- DATASET ROWS
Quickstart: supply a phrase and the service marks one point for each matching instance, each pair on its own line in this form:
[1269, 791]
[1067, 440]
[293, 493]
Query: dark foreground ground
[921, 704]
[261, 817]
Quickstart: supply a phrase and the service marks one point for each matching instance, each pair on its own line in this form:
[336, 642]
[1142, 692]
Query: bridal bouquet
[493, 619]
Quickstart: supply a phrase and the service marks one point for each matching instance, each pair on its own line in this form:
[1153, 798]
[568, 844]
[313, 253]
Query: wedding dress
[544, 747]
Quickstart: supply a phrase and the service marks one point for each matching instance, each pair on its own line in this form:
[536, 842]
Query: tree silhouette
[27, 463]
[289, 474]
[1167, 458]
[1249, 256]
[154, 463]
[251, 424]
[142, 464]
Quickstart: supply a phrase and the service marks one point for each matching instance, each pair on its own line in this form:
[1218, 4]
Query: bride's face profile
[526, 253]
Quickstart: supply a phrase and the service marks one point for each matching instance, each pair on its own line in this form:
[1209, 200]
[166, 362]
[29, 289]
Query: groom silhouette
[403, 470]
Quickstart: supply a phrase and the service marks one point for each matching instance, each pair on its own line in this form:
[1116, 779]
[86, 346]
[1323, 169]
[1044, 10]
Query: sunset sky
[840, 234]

- THE PROBLEM
Word for word, extract all the records.

- THE ANSWER
Quickstart: supply a phrase and the service marks one point for each matching instance, each pair on its own line in this form:
[1269, 791]
[1067, 440]
[293, 493]
Query: dark foreground ground
[921, 704]
[261, 817]
Quickstart: supply a phrase and the service marks one point for each matching instance, each pair on its own line in this form:
[336, 642]
[1142, 692]
Query: bridal bouquet
[493, 619]
Quickstart: supply a phrase and the service marks one point for each matching instance, each pair on its own line in this form:
[1153, 798]
[568, 844]
[313, 253]
Query: wedding dress
[544, 747]
Quickstart: supply a phrase and the service marks one point for each matching instance, each pair on its own line in this form:
[536, 842]
Query: tree silhouette
[27, 463]
[289, 474]
[1167, 458]
[1249, 256]
[154, 463]
[251, 424]
[142, 464]
Quickstart: supply a phrase and the service marks one point for each matching instance, each pair on its own line in this form:
[1218, 4]
Query: bride's face profile
[526, 253]
Quickstart: supply a phrase and the service marks one point for each matching instance, each pair on its own line in this form:
[1209, 200]
[166, 362]
[29, 289]
Query: groom silhouette
[403, 470]
Quickstart: supply a phrase and the service marks one point for each matching instance, each pair on its own line in this form:
[1116, 779]
[86, 346]
[1323, 169]
[1044, 10]
Query: sunset sky
[840, 234]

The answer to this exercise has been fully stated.